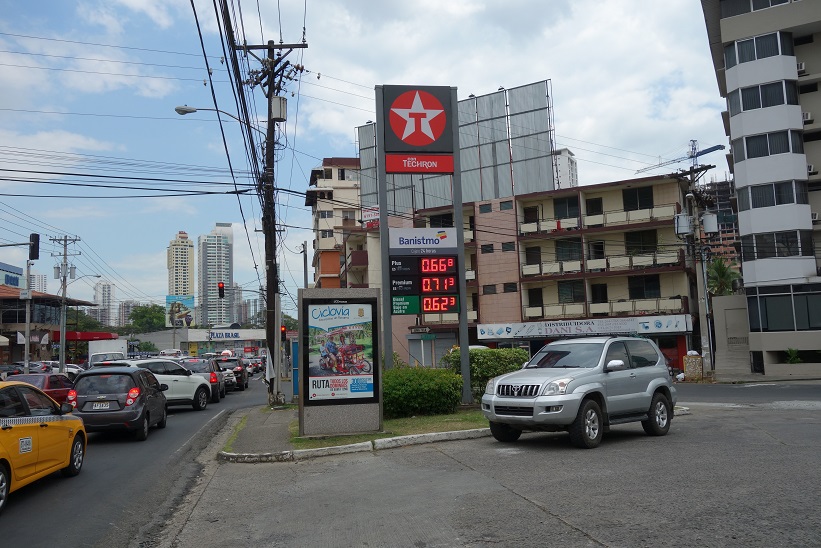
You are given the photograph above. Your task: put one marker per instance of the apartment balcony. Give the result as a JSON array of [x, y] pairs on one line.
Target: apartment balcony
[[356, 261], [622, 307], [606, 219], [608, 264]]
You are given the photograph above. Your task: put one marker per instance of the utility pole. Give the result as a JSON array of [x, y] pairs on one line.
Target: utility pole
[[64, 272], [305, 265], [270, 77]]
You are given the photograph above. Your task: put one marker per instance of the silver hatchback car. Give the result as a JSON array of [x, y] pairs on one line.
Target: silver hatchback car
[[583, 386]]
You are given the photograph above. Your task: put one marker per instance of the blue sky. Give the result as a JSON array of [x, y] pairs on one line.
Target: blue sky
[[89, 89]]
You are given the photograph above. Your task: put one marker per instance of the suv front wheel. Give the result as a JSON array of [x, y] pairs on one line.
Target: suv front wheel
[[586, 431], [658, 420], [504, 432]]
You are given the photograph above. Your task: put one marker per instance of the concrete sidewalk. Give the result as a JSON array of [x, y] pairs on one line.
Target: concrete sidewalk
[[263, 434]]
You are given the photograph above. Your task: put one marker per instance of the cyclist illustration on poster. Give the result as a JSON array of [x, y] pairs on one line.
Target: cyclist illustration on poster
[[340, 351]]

* * *

### What this task involves:
Scanning the listing, tally the lines with "Your" in them and state the number by itself.

### Solution to this exercise:
7